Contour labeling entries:

- - -

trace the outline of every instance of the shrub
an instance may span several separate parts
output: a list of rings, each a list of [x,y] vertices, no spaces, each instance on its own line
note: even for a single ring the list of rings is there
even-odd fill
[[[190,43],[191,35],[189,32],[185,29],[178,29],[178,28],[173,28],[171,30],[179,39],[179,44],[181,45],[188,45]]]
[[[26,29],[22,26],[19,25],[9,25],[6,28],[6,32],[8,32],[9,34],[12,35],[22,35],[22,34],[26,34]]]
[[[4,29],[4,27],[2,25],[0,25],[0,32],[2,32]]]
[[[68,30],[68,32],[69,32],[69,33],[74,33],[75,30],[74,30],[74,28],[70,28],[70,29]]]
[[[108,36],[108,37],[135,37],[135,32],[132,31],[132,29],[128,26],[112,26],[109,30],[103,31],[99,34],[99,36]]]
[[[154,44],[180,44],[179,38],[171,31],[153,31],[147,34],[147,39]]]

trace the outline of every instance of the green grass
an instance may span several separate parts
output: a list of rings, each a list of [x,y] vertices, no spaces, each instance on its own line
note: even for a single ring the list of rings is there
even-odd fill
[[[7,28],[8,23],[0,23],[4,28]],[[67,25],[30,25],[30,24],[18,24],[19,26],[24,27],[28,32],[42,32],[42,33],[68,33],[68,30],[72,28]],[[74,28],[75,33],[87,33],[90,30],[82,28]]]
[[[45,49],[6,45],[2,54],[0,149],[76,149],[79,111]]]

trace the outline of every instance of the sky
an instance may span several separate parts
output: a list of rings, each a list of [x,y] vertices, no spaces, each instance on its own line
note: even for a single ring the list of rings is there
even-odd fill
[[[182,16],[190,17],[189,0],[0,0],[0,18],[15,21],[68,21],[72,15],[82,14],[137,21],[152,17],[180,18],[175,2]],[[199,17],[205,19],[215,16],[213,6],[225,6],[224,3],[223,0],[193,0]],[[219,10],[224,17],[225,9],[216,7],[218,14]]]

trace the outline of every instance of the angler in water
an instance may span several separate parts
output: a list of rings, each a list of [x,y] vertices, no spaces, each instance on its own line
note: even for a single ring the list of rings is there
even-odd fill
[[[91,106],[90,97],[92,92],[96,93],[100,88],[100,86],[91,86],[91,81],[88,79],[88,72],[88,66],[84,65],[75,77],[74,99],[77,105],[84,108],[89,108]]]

- - -

**Written instruction**: Rename "trace the outline" to "draw the boundary" throughout the material and reproduce it with every other character left unchanged.

**Full answer**:
draw the boundary of every instance of the shrub
an instance may span several separate parts
output: a list of rings, each a list of [x,y] vertices, no spaces, each instance on its own line
note: even for a single ring the list of rings is there
even-odd fill
[[[190,43],[191,35],[189,32],[185,29],[178,29],[178,28],[173,28],[171,30],[179,39],[179,44],[181,45],[188,45]]]
[[[26,29],[22,26],[19,25],[9,25],[6,28],[6,32],[8,32],[9,34],[12,35],[22,35],[22,34],[26,34]]]
[[[4,29],[4,27],[2,25],[0,25],[0,32],[2,32]]]
[[[68,30],[68,32],[69,32],[69,33],[74,33],[75,30],[74,30],[74,28],[70,28],[70,29]]]
[[[108,36],[108,37],[135,37],[135,32],[132,31],[132,29],[128,26],[112,26],[109,30],[103,31],[99,34],[99,36]]]
[[[154,44],[180,44],[179,38],[171,31],[153,31],[147,34],[147,39]]]

draw the boundary of every instance of the green grass
an instance may span several separate parts
output: a list of rings, each a list of [x,y] vertices, no spaces, each instance on its own line
note: even for a single ring the list of rings is there
even-odd fill
[[[7,28],[8,23],[0,23],[4,28]],[[67,25],[30,25],[30,24],[18,24],[19,26],[24,27],[28,32],[42,32],[42,33],[68,33],[68,30],[72,28]],[[74,28],[75,33],[87,33],[90,30],[82,28]]]
[[[45,49],[6,45],[2,54],[0,149],[76,149],[79,111]]]

draw the boundary of every instance of the sky
an instance may span several separate parts
output: a list of rings, each a list of [x,y] vertices, no spaces, each instance on its own line
note: even for a single ring the list of rings is there
even-odd fill
[[[182,16],[190,17],[189,0],[0,0],[0,18],[15,21],[68,21],[72,15],[82,14],[137,21],[152,17],[180,18],[175,2]],[[199,17],[205,19],[215,16],[213,6],[225,6],[224,3],[223,0],[193,0]],[[219,10],[224,17],[225,9],[216,7],[218,14]]]

draw the boundary of every instance of the angler in water
an instance may span several separate parts
output: a list of rings, each a list of [x,y] vertices, no spaces, each instance on its own line
note: even for a single ring the list of rings is there
even-odd fill
[[[91,106],[90,97],[92,92],[96,93],[100,88],[100,86],[91,86],[91,81],[88,79],[88,72],[88,66],[84,65],[75,77],[74,99],[77,105],[84,108],[89,108]]]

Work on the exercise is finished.